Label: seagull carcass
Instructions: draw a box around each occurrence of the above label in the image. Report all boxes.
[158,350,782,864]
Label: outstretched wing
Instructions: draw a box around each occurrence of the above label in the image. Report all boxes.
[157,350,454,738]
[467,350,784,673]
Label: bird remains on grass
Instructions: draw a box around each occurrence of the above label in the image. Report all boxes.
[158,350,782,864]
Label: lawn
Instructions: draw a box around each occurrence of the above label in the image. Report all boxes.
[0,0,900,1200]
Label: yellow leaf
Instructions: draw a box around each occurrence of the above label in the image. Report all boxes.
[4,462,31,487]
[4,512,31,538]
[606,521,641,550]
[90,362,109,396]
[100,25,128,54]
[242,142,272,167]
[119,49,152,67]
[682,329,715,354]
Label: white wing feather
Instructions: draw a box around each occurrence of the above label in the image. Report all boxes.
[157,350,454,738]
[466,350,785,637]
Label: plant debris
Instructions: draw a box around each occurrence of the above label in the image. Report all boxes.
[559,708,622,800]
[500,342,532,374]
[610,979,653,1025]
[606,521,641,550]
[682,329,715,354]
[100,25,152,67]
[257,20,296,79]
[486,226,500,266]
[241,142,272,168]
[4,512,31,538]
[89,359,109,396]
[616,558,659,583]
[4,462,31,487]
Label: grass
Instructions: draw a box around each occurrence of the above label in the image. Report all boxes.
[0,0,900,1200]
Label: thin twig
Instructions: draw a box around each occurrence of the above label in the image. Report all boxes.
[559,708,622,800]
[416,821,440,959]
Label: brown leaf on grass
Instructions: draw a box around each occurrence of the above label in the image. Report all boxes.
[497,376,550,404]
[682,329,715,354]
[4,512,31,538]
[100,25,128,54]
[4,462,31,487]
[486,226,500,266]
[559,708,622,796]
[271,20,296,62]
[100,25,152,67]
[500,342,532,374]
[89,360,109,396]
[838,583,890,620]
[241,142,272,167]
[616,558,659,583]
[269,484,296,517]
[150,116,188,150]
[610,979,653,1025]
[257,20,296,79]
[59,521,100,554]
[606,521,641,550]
______________________________
_Aim_
Could you write out the records again from the line with "Label: plant debris" to the line with "[416,821,440,959]", both included, raising every bounding-box coordinate by 93 and leaving every other line as it is?

_Correct output_
Label: plant debris
Instructions: draw a box around each occurrence of the above label in the image. Report all boxes.
[652,801,715,893]
[593,435,625,467]
[703,1072,746,1118]
[699,614,734,643]
[775,422,808,447]
[193,118,245,160]
[350,113,389,172]
[579,319,593,359]
[334,235,365,261]
[97,605,124,631]
[182,452,202,489]
[709,651,752,676]
[97,555,124,580]
Label: grass
Instructions: draw a box around each occurrence of the above label in the image. Report all boxes.
[93,93,993,1293]
Label: thin twig
Instructions: draw a box around each occurrence of the above label in the image. Report all boxes.
[652,801,715,893]
[509,914,533,1052]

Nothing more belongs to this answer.